- Records
↓↓↓
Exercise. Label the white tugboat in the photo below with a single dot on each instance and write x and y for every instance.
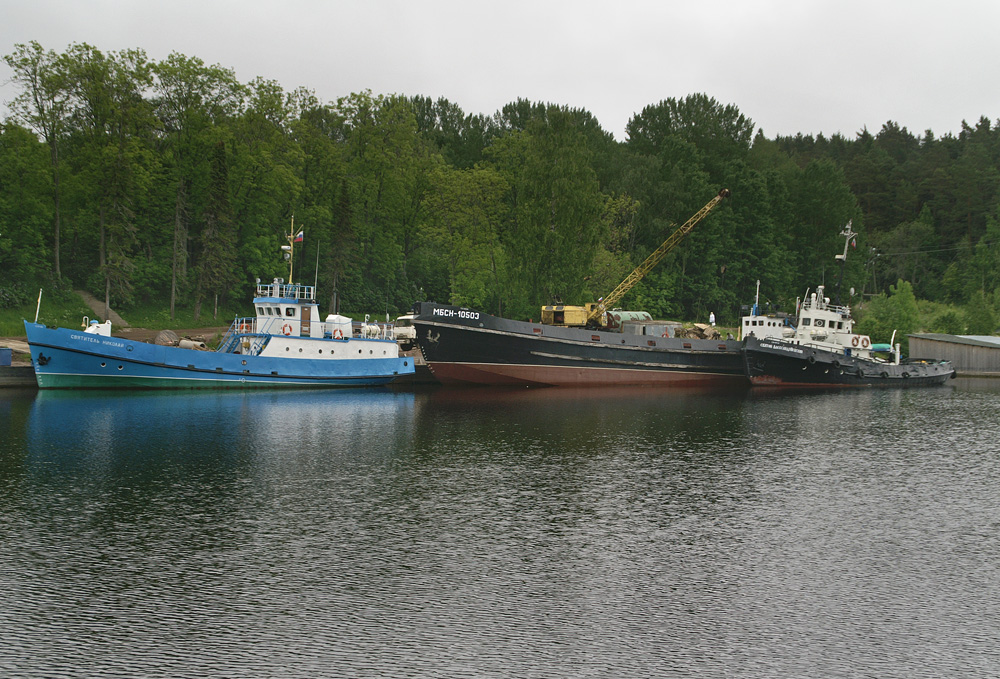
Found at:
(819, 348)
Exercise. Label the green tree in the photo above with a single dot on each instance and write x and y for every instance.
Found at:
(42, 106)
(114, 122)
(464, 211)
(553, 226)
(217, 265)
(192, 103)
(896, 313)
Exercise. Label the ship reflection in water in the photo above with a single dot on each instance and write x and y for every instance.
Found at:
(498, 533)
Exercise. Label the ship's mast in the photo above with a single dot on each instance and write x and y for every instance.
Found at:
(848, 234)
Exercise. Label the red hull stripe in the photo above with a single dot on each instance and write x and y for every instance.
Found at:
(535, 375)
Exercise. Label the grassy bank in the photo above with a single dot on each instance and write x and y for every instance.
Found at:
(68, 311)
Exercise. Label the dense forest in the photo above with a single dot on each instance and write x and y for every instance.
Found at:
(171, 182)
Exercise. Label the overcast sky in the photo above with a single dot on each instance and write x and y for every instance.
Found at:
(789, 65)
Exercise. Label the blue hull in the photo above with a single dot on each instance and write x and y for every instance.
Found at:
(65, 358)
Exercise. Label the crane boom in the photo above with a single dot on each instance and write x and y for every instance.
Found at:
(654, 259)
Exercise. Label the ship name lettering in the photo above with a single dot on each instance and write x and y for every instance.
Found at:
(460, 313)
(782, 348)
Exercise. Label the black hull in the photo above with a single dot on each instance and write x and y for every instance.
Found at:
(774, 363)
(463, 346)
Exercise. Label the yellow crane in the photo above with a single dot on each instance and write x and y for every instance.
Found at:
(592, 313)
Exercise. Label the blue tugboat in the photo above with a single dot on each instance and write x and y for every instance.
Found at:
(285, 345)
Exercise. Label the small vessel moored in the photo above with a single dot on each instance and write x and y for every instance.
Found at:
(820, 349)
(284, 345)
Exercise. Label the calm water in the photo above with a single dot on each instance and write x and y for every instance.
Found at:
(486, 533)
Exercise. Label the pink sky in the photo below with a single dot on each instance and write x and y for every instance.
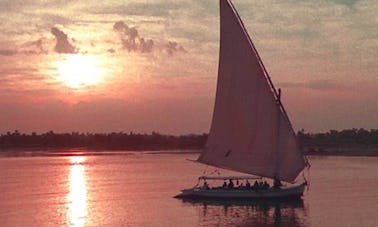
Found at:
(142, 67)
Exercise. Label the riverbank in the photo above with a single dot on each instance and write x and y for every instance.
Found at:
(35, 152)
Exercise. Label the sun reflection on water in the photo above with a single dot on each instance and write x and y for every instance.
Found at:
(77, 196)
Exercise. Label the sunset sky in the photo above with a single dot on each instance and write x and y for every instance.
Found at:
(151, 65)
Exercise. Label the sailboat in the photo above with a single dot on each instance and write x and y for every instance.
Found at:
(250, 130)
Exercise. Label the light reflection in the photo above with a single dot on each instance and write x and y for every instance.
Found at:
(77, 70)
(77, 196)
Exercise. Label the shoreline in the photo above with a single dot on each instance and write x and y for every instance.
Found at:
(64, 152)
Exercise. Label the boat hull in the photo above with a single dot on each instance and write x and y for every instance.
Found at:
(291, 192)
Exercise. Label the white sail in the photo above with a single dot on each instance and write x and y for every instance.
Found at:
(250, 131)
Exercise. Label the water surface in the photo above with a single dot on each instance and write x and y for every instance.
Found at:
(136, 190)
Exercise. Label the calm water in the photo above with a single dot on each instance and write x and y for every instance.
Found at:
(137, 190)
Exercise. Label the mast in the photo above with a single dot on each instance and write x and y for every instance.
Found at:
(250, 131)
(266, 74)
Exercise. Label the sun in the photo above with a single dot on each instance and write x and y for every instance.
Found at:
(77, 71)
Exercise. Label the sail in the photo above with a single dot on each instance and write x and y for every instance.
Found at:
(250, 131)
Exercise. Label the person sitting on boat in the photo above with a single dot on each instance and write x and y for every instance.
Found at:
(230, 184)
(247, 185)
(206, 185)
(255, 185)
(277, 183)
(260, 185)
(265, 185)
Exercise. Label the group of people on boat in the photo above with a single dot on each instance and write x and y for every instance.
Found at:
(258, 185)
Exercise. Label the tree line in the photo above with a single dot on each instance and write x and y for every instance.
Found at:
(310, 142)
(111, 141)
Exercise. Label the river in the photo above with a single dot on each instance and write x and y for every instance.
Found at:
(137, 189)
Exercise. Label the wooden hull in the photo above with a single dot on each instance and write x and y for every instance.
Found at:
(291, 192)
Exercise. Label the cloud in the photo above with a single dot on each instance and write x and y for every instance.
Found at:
↑↑↑
- Work required
Each entry above should be written out verbatim, minus its pictures.

- Solution to this problem
Exercise. Label the white tugboat in the photo below with a single dot on each instance and write x and y for every instance.
Found at:
(819, 348)
Exercise. Label the green tree in the photo above with a single dot on each instance and write x and y for every instance.
Found at:
(42, 106)
(114, 122)
(464, 211)
(553, 226)
(217, 265)
(192, 103)
(896, 313)
Exercise. Label the ship reflection in water in the photo above with a single dot on each instance and write x and y for every instance.
Found at:
(498, 533)
Exercise. Label the ship's mast in the photo above with a single dot on each instance and write x and y for every instance.
Found at:
(848, 234)
Exercise. Label the red hull stripe in the photo above with a single dot on each instance and write x and y for every instance.
Found at:
(535, 375)
Exercise. Label the grassy bank in the photo above with a single dot on each instance and write x and y for every instance.
Found at:
(68, 311)
Exercise. Label the dense forest in the photo above with a single dot on each instance and write x and y for every instance.
Found at:
(171, 182)
Exercise. Label the overcast sky in the photo above with a single dot on each instance and write x and y for every instance.
Found at:
(789, 65)
Exercise. Label the blue hull in the photo above with a single dot on each instance and write x and y for every instance.
Found at:
(65, 358)
Exercise. Label the crane boom in the photo above with a single dot on each instance and write x and y for every instance.
Found at:
(654, 259)
Exercise. Label the ship name lettering in the photo above with a single dot on each instance and write x and y for every instance.
Found at:
(460, 313)
(782, 348)
Exercise. Label the black hull in the photo above with a single dot on each instance and write x and y for every instance.
Found at:
(774, 363)
(463, 346)
Exercise. Label the yellow crane in the photo above with a single dot on each instance and write x and y for every instance.
Found at:
(592, 313)
Exercise. Label the blue tugboat in the photo above with a single dot on each instance and write x and y for every instance.
Found at:
(285, 345)
Exercise. Label the small vessel moored in the photo above with a single dot on each instance and write x and y for every instance.
Found at:
(820, 349)
(284, 345)
Exercise. Label the calm water in the photo above with a single dot on each instance and write x and y for every instance.
Found at:
(486, 533)
Exercise. Label the pink sky in the photo below with a single dot on each instance and write x and y for every instance.
Found at:
(142, 67)
Exercise. Label the riverbank in the photo above with a single dot on each instance and write x and y for every instance.
Found at:
(35, 152)
Exercise. Label the sun reflection on water in the photo above with a single dot on each instance and write x and y for every instance.
Found at:
(77, 196)
Exercise. Label the sunset sky in the photo above with a single dot on each instance and write x and y for every instance.
Found at:
(151, 65)
Exercise. Label the sailboat in the photo above with a single dot on each instance and write x and y for every instance.
Found at:
(250, 130)
Exercise. Label the light reflection in the photo above with a single dot on each instance and write x and y for every instance.
Found at:
(77, 70)
(77, 196)
Exercise. Label the shoreline in the photo above with a single dot on each instance and write x and y for every instance.
Found at:
(64, 152)
Exercise. Label the boat hull in the photo above with a single dot on each instance and write x and y for every instance.
Found at:
(291, 192)
Exercise. Label the white sail in the photo above with a single dot on each instance and write x and y for every instance.
Found at:
(250, 131)
Exercise. Label the water surface in the photo above with a single dot on each instance and write x and y for every instance.
Found at:
(136, 190)
Exercise. Label the calm water in the photo above with a single dot on each instance and write x and y for every instance.
Found at:
(137, 190)
Exercise. Label the mast in the photo above with a single dot on each instance and write x and y for every instance.
Found at:
(250, 131)
(266, 74)
Exercise. Label the sun in the photo above with a single dot on each instance and write x and y for every instance.
Found at:
(77, 71)
Exercise. Label the sail in the photo above with a single dot on each instance and write x and y for every instance.
Found at:
(250, 131)
Exercise. Label the person sitting on boat in the photo above with a single dot on each instance and write x and y for every instance.
Found at:
(230, 184)
(247, 185)
(206, 185)
(255, 185)
(277, 183)
(260, 185)
(265, 185)
Exercise. Label the group of people on boat in the photo above with a single dot on each instance and write x and y for every instance.
Found at:
(258, 185)
Exercise. Label the tree line in the photo above with a single dot on each instance and write x and y for every instance.
Found at:
(310, 142)
(111, 141)
Exercise. Label the river in the photo above with a single dot on each instance and write x and y for every instance.
Found at:
(137, 189)
Exercise. Label the wooden hull in the photo above with a single dot on each instance and write x and y for every instance.
Found at:
(291, 192)
Exercise. Label the cloud in the photo above with a single dot on each instance and write x and y for every instance.
Found at:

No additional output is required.